**THE TASK**
Using the records below, write out again exactly the lines that begin at the line containing "983L427 1009L509 997L523" and end at the line containing "box: [396, 663, 476, 875]", and no other lines.

Records excerpted from a collection:

>>

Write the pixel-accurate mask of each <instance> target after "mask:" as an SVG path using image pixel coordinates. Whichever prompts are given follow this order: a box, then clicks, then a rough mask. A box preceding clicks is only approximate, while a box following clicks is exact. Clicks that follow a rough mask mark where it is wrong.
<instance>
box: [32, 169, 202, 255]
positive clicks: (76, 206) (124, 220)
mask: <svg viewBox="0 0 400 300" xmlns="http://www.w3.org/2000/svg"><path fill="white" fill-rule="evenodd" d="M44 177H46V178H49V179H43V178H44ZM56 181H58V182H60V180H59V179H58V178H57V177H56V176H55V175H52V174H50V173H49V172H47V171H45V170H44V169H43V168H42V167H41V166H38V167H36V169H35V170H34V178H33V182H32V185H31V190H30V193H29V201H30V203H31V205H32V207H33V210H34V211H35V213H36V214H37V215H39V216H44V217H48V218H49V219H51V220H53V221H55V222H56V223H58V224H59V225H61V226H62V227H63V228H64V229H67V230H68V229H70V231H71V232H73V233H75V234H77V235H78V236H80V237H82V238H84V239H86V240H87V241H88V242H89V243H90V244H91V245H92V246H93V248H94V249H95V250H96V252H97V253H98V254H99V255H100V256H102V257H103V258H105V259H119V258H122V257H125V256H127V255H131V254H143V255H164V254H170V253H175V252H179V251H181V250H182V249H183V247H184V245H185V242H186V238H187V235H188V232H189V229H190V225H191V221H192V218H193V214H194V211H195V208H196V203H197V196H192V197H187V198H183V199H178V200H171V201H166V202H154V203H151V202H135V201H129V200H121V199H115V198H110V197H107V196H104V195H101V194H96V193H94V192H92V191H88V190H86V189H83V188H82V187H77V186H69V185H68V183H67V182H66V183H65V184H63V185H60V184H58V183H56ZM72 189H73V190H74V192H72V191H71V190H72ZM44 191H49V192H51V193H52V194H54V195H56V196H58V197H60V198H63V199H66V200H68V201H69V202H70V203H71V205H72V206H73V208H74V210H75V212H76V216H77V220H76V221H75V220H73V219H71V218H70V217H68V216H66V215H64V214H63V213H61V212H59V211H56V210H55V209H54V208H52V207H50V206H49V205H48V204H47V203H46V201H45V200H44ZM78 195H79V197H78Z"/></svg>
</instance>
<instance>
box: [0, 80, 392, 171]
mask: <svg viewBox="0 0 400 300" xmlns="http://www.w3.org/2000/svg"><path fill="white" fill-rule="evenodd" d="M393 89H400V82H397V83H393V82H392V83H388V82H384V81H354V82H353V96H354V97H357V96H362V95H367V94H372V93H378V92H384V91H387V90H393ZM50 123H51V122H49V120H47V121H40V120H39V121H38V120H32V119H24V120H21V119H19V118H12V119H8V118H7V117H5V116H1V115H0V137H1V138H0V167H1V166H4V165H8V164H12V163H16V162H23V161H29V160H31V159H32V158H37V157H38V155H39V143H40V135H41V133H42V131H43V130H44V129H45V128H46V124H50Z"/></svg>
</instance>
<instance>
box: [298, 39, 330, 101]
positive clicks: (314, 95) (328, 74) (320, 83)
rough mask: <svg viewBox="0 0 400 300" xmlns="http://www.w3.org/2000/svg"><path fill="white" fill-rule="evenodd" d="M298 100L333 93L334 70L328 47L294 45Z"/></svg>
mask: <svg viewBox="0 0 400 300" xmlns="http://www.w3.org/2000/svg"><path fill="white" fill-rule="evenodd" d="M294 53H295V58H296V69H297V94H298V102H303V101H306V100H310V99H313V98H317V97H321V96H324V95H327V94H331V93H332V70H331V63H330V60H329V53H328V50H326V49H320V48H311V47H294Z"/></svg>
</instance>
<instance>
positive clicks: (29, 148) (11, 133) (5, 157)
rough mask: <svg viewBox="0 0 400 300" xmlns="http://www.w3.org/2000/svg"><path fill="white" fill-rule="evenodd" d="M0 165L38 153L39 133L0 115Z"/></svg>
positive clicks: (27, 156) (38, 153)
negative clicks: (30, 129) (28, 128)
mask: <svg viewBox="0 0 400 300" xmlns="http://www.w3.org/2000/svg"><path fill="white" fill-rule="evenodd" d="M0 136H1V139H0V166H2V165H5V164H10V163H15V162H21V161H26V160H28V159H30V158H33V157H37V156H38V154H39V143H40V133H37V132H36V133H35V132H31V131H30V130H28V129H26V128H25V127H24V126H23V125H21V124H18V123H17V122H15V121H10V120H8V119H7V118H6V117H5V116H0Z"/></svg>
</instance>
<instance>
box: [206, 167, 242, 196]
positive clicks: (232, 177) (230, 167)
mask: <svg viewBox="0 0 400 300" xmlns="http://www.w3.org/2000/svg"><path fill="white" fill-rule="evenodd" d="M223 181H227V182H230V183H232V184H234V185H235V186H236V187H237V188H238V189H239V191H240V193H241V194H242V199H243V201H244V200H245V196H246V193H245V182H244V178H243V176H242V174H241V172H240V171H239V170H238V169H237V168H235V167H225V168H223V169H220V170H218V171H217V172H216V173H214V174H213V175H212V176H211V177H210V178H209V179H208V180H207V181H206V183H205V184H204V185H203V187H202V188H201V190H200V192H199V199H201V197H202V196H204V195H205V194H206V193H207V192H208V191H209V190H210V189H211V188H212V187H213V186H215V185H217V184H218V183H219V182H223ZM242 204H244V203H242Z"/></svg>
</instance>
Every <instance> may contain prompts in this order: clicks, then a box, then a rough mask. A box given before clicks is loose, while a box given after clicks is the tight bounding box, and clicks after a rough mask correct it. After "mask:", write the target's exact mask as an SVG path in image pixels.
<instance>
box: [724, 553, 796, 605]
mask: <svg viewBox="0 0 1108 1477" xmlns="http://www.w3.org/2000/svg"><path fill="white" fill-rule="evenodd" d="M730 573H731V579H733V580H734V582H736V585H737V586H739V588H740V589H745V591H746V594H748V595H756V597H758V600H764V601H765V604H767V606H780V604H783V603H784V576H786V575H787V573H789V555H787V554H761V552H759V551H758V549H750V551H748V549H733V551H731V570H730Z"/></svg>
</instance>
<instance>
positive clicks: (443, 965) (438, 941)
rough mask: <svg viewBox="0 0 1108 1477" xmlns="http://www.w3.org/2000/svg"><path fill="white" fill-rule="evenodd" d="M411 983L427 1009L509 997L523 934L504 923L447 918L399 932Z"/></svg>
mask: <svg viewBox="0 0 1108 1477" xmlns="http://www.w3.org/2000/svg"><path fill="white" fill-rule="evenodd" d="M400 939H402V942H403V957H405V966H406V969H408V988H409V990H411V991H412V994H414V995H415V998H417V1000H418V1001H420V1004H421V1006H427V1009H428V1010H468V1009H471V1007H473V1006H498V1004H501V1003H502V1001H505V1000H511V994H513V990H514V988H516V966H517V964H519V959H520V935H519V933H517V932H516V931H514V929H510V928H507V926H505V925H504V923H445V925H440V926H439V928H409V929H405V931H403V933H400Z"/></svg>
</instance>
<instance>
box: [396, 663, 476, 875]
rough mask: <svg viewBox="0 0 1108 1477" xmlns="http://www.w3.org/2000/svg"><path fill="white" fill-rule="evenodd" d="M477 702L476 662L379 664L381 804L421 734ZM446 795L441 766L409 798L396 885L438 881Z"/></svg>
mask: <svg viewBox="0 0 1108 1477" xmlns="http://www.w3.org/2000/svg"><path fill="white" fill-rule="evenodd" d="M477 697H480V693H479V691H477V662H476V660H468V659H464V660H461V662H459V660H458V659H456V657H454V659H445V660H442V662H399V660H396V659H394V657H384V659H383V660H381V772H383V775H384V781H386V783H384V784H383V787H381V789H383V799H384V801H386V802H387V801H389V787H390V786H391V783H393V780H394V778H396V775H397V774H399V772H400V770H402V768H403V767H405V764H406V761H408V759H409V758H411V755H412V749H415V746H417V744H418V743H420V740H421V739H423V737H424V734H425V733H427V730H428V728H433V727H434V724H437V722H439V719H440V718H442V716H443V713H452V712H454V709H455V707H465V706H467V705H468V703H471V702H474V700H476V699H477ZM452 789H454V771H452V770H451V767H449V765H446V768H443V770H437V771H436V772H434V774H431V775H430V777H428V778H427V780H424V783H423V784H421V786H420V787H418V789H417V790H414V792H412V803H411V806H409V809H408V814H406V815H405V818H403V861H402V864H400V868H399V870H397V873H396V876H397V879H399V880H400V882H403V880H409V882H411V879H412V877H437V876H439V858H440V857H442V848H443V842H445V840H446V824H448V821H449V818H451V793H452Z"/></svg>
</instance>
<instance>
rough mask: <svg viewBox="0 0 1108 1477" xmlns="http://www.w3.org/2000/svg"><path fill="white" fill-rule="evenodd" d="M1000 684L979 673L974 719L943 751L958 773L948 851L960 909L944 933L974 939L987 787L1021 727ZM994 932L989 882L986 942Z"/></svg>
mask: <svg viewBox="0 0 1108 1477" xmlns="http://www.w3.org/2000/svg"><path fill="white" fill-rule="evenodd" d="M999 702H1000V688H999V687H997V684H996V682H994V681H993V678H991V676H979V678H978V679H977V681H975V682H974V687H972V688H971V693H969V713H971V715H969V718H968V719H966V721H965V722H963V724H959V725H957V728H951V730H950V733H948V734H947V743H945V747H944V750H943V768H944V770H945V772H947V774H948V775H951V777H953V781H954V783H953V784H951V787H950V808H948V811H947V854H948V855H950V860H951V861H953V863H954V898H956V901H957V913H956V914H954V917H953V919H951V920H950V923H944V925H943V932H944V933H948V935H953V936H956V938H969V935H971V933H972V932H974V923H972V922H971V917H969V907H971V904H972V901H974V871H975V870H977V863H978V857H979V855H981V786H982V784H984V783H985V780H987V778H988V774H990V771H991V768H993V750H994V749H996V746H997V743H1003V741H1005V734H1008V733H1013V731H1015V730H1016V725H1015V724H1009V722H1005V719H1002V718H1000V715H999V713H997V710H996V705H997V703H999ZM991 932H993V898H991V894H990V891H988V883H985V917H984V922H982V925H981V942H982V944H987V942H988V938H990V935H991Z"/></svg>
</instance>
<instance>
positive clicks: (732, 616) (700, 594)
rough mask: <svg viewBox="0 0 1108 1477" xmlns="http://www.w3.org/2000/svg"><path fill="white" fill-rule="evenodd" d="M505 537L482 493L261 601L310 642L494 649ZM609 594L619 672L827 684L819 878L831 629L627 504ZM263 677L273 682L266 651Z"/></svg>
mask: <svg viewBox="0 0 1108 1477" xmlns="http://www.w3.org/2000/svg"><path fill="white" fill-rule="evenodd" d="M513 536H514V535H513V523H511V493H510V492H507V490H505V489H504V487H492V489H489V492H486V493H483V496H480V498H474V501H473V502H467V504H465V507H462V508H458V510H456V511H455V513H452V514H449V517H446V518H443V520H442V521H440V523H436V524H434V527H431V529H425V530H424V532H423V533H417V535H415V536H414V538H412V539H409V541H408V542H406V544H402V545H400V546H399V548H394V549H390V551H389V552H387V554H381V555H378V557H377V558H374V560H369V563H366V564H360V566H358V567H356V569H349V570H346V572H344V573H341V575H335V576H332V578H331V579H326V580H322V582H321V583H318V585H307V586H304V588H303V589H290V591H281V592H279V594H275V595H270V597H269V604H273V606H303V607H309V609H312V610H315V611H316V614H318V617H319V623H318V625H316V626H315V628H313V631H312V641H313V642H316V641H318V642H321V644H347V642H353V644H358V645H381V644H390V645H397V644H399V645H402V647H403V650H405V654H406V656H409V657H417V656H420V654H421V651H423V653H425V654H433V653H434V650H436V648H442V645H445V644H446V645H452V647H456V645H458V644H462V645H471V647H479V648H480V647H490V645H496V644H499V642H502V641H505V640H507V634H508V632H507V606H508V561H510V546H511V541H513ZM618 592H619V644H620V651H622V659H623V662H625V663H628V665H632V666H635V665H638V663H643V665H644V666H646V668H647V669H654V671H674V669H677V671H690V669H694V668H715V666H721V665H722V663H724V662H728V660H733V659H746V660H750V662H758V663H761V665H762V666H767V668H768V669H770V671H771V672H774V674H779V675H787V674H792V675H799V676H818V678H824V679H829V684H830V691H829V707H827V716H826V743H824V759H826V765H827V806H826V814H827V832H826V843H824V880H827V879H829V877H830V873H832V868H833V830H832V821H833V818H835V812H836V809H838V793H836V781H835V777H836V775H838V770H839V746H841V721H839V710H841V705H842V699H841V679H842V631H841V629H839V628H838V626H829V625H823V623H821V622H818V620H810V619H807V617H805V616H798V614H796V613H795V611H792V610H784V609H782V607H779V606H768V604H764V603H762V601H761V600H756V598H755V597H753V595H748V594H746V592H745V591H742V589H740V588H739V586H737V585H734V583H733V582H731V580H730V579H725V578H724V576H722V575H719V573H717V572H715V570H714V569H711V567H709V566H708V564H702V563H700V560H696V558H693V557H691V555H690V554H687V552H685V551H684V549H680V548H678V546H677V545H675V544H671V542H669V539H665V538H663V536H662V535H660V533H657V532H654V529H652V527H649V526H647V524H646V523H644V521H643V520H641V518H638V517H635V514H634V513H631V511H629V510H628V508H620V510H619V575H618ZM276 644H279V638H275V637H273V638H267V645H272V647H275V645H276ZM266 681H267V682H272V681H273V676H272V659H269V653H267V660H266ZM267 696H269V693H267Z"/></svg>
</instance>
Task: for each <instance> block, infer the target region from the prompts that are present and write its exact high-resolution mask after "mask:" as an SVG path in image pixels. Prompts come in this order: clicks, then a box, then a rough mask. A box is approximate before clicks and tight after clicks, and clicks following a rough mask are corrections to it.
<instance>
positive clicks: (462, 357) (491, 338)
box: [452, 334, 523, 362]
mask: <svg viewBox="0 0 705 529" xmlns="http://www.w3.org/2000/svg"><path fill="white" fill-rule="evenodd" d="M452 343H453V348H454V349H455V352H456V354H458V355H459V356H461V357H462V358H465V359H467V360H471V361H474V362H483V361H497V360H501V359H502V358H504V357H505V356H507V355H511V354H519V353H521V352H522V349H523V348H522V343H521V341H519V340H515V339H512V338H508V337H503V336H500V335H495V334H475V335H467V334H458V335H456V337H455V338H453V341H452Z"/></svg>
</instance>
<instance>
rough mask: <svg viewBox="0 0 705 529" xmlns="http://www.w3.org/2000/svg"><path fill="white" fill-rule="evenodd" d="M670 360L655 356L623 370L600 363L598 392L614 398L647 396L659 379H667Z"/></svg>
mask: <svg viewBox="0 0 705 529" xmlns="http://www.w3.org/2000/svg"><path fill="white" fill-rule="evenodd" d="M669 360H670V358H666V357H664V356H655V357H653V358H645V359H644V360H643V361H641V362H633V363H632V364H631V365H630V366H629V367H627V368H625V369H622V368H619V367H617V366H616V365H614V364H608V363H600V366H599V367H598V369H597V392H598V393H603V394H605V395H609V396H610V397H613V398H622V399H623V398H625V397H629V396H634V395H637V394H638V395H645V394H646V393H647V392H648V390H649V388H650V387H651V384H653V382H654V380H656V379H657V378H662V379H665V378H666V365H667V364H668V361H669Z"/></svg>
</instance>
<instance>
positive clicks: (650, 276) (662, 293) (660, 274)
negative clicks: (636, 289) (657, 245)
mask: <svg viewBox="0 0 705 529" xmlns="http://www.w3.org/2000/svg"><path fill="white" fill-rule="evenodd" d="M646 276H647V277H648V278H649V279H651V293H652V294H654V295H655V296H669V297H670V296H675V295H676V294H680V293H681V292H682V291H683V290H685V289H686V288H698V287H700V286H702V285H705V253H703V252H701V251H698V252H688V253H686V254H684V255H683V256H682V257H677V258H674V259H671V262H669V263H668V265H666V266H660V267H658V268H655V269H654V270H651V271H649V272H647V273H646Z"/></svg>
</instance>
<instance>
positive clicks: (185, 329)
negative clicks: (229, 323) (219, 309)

<<

**ANSWER BOX**
rough mask: <svg viewBox="0 0 1108 1477" xmlns="http://www.w3.org/2000/svg"><path fill="white" fill-rule="evenodd" d="M411 983L427 1009L509 997L523 934L504 923L447 918L399 932Z"/></svg>
mask: <svg viewBox="0 0 1108 1477" xmlns="http://www.w3.org/2000/svg"><path fill="white" fill-rule="evenodd" d="M400 939H402V942H403V957H405V966H406V969H408V988H409V990H411V991H412V994H414V995H415V998H417V1000H418V1001H420V1004H421V1006H427V1009H428V1010H468V1009H471V1007H473V1006H498V1004H501V1003H502V1001H505V1000H511V994H513V990H514V988H516V966H517V964H519V959H520V935H519V933H517V932H516V931H514V929H510V928H507V926H505V925H504V923H445V925H440V926H439V928H409V929H405V931H403V933H400Z"/></svg>
</instance>
<instance>
box: [396, 663, 476, 875]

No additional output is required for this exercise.